## STATED TASK 1
Report every line in the listing that contains the string "pole", copying each one in full. Case counts.

## TEXT TO READ
::::::::::
How Our Nervous System Impacts Our Leadership Capacity As Women: A Somatic Approach to Leading with Confidence

Overcoming Self-Doubt and Fear In Leadership with Somatic Approaches

 

The Leadership We Crave vs. What Feels Possible

Have you ever felt pulled to step into something bigger : a greater vision, a leadership role, or a new chapter of your life, but found yourself stuck between the desire to lean in, and an inner resistance that left you feeling stuck, hesitant or overwhelmed. 

As women, the tension between ambition and the internal barriers that hold us back is so common, and can feel like an internal tug-of-war.

The idea of the ‘something bigger’ might feel exciting, but when opportunities to take that step present themselves, fear, self-doubt or self-sabotage seem to get in the way, leaving us frozen and unable to move forward.

The truth is, leadership isn’t just about ambition or skills; it’s about capacity - our ability to hold the emotional, physical, and mental ‘charge’ of being the leader we envision ourselves to be. 

And that capacity begins with your nervous system.

Our nervous system determines how much expansion, visibility, and responsibility we can hold. It shapes whether leadership feels safe or whether it triggers resistance, self-sabotage, or overwhelm.

Without a regulated, resourced nervous system, stepping up can feel unsafe, regardless of how much we desire it. 

In this post, I explore how our nervous system impacts our capacity to lead, why this is especially important for women, and how working with our nervous system can help us expand into leadership safely, powerfully, and sustainably.

 

Our Nervous System is at the Root of Our Capacity To Expand Our Leadership

Our nervous system acts as our body’s safety assessor. It constantly scans our environment for cues of safety or danger.

When we are considering stepping into a bigger leadership role - whether it’s launching a new project, taking a more senior role, or leading a team - our nervous system plays a key role in determining how safe that expansion feels.

If our nervous system perceives leadership as threatening, it will resist in subtle or overt ways, and often lead to self-sabotage.

This can look like procrastination, perfectionism, overthinking, or imposter syndrome. 

This is a wise response from our nervous system who wants to keep us protected from the risk of being judged, of failing, or being seen as not meeting the expectations placed upon ourselves.

This means that our capacity to lead cannot exceed our nervous system’s capacity to hold the vision we have for ourselves.

I like to think of our nervous system as the roots of a tree. 

Just as roots must grow deeper to support a taller, wider tree, our nervous system must expand to support our leadership growth. Without this foundation, the weight of leadership can feel really destabilising.
::::::::::
## RECORDED INFORMATION
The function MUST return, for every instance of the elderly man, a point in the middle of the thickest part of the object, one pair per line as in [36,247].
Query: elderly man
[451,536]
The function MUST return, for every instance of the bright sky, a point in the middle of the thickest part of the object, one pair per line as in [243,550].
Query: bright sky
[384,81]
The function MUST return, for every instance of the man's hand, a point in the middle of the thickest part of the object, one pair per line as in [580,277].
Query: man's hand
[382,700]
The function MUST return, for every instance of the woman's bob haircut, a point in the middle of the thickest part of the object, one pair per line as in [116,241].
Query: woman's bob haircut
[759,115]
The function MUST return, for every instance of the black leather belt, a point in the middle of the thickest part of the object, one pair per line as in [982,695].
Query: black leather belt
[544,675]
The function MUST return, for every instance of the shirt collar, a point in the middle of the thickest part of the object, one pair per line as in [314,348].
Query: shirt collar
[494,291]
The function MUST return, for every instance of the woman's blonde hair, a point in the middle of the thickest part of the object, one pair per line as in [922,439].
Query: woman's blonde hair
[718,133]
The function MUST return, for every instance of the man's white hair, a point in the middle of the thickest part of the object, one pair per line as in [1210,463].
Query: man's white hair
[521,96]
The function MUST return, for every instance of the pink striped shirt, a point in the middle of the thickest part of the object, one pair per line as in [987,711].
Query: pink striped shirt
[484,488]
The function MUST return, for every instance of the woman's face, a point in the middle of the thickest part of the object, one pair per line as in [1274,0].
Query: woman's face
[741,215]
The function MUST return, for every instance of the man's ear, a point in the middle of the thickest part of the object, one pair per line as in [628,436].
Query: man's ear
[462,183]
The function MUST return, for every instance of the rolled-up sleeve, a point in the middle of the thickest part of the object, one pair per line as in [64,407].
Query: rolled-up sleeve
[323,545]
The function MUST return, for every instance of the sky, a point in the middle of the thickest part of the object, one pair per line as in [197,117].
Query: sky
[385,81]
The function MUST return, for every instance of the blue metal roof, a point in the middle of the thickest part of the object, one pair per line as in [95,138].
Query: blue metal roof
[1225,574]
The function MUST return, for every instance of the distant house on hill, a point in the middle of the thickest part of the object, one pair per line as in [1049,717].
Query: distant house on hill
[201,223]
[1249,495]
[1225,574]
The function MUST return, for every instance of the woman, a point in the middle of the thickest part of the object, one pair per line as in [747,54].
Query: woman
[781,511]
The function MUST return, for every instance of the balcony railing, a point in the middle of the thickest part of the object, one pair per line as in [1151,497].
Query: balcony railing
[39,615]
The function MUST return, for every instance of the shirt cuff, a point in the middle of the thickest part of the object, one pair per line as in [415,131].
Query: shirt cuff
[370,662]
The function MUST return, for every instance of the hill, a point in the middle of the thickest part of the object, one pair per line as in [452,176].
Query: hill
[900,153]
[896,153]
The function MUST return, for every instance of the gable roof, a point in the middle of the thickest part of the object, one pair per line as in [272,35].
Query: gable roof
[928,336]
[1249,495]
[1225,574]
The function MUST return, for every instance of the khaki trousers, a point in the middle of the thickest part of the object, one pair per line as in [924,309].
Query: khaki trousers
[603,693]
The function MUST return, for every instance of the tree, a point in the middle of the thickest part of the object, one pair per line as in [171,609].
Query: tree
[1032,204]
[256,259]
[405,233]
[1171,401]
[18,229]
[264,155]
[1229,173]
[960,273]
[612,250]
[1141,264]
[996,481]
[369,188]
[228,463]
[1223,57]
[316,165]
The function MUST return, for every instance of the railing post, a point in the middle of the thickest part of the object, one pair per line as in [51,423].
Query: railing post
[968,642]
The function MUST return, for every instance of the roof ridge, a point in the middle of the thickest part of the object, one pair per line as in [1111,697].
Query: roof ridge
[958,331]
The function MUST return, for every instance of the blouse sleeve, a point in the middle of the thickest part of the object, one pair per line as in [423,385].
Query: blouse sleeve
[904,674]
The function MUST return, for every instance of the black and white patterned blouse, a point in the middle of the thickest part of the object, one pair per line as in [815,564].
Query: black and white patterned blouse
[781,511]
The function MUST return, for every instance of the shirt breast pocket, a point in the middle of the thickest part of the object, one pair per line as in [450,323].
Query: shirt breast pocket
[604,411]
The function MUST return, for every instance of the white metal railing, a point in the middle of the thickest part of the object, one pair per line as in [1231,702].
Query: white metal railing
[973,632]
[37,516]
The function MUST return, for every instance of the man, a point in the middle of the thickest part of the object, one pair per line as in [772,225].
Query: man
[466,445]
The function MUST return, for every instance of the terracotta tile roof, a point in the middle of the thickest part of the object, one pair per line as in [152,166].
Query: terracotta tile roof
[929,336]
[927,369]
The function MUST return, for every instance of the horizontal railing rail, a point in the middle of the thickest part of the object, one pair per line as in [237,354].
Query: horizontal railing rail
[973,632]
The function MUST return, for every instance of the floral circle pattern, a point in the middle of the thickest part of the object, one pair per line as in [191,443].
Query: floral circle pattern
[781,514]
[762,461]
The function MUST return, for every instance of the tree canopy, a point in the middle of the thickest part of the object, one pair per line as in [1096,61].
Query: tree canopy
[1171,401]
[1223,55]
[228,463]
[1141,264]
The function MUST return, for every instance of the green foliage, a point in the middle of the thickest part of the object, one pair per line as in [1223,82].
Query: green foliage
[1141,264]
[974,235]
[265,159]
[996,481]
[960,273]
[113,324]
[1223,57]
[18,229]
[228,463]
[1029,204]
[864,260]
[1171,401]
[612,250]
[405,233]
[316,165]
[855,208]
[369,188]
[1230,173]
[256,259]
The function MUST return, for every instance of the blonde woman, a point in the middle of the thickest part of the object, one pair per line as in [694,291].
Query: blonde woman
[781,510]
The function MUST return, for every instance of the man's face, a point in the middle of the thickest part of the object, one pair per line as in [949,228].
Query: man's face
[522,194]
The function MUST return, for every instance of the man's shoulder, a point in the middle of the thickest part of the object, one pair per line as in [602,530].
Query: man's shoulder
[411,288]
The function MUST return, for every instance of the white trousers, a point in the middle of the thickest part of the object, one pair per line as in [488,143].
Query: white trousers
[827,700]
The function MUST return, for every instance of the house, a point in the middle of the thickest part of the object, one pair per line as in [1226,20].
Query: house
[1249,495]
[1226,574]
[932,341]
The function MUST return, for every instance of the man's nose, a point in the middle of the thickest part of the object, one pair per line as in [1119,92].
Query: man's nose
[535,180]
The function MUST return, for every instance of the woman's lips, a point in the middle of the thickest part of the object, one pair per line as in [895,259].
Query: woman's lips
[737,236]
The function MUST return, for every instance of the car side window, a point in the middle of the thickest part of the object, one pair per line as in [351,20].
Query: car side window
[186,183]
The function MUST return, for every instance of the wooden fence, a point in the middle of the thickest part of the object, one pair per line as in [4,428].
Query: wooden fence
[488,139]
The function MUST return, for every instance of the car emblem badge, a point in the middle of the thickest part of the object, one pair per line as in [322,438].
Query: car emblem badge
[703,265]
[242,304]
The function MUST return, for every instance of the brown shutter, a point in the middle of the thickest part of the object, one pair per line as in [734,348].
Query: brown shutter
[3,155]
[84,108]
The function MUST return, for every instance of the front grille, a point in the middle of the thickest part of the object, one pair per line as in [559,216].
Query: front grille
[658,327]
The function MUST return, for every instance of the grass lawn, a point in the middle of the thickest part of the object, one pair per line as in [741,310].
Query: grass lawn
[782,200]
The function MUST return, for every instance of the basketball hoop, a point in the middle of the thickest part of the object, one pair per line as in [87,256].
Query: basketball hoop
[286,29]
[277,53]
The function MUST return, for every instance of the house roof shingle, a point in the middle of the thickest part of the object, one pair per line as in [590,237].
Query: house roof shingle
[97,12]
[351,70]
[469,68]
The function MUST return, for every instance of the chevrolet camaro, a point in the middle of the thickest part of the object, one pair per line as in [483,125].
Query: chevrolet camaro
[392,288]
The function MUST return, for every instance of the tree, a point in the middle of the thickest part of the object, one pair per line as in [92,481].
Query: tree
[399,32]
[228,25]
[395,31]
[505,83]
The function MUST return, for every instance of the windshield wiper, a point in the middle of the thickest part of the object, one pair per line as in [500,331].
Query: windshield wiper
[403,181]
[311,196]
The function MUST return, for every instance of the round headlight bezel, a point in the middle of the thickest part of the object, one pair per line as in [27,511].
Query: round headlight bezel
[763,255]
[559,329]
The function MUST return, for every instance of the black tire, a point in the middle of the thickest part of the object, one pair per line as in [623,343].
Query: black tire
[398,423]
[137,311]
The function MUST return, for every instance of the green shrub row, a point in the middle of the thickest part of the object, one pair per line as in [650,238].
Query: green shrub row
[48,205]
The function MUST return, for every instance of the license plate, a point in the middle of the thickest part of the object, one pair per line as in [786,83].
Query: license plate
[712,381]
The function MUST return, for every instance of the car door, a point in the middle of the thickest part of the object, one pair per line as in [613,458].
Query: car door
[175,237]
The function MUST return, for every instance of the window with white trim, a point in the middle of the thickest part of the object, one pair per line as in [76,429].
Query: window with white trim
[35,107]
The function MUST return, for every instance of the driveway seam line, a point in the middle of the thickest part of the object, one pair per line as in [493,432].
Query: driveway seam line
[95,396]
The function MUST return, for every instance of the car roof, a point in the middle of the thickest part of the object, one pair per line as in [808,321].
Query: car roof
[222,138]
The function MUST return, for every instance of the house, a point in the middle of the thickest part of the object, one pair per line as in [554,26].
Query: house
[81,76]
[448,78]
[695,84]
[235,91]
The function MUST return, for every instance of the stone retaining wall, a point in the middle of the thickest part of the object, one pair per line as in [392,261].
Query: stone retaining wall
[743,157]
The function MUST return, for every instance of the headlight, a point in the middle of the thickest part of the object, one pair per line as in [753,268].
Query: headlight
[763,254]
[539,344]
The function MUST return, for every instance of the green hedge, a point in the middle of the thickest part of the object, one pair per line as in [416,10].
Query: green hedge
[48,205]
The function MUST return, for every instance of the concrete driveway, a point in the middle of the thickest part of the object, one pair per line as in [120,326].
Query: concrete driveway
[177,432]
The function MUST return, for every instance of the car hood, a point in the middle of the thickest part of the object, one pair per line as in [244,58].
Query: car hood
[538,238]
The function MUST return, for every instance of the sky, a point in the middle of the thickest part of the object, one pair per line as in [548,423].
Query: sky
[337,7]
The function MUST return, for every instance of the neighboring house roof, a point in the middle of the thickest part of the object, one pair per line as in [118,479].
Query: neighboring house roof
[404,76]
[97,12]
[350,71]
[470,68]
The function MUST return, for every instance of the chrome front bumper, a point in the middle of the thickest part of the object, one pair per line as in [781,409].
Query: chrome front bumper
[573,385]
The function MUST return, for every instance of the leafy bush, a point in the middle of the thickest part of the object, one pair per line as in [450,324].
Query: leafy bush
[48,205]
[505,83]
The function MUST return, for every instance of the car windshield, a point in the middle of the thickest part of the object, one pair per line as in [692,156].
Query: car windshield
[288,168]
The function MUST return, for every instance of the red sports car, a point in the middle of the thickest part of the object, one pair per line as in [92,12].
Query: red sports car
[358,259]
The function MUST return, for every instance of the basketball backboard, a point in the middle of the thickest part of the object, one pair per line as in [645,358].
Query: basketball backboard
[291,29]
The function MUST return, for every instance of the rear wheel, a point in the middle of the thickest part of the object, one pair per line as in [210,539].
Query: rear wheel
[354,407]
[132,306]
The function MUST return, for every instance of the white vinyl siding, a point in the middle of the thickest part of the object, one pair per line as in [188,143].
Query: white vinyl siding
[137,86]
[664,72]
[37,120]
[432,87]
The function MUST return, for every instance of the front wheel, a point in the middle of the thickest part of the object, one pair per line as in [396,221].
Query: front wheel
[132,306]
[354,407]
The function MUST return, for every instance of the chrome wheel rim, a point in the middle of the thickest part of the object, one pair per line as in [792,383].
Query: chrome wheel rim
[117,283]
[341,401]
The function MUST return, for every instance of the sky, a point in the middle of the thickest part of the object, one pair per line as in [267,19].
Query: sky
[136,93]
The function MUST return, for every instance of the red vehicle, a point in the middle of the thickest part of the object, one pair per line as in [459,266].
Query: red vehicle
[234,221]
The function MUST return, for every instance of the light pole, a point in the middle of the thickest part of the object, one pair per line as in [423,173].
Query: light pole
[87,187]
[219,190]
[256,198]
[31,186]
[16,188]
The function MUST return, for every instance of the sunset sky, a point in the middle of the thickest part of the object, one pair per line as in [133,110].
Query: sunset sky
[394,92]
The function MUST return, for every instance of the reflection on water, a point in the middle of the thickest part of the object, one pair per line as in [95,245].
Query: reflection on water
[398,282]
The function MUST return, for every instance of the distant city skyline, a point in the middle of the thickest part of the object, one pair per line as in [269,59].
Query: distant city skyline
::::::::::
## STATED TASK 2
According to the text on the nervous system and women's leadership, what forms can self-sabotage take? List them all.

## COMPLETE ANSWER 1
The function MUST return, for every instance of the light pole, a point in the middle of the thickest part of the object, one pair per line as in [423,173].
Query: light pole

## COMPLETE ANSWER 2
- Procrastination
- Perfectionism
- Overthinking
- Imposter syndrome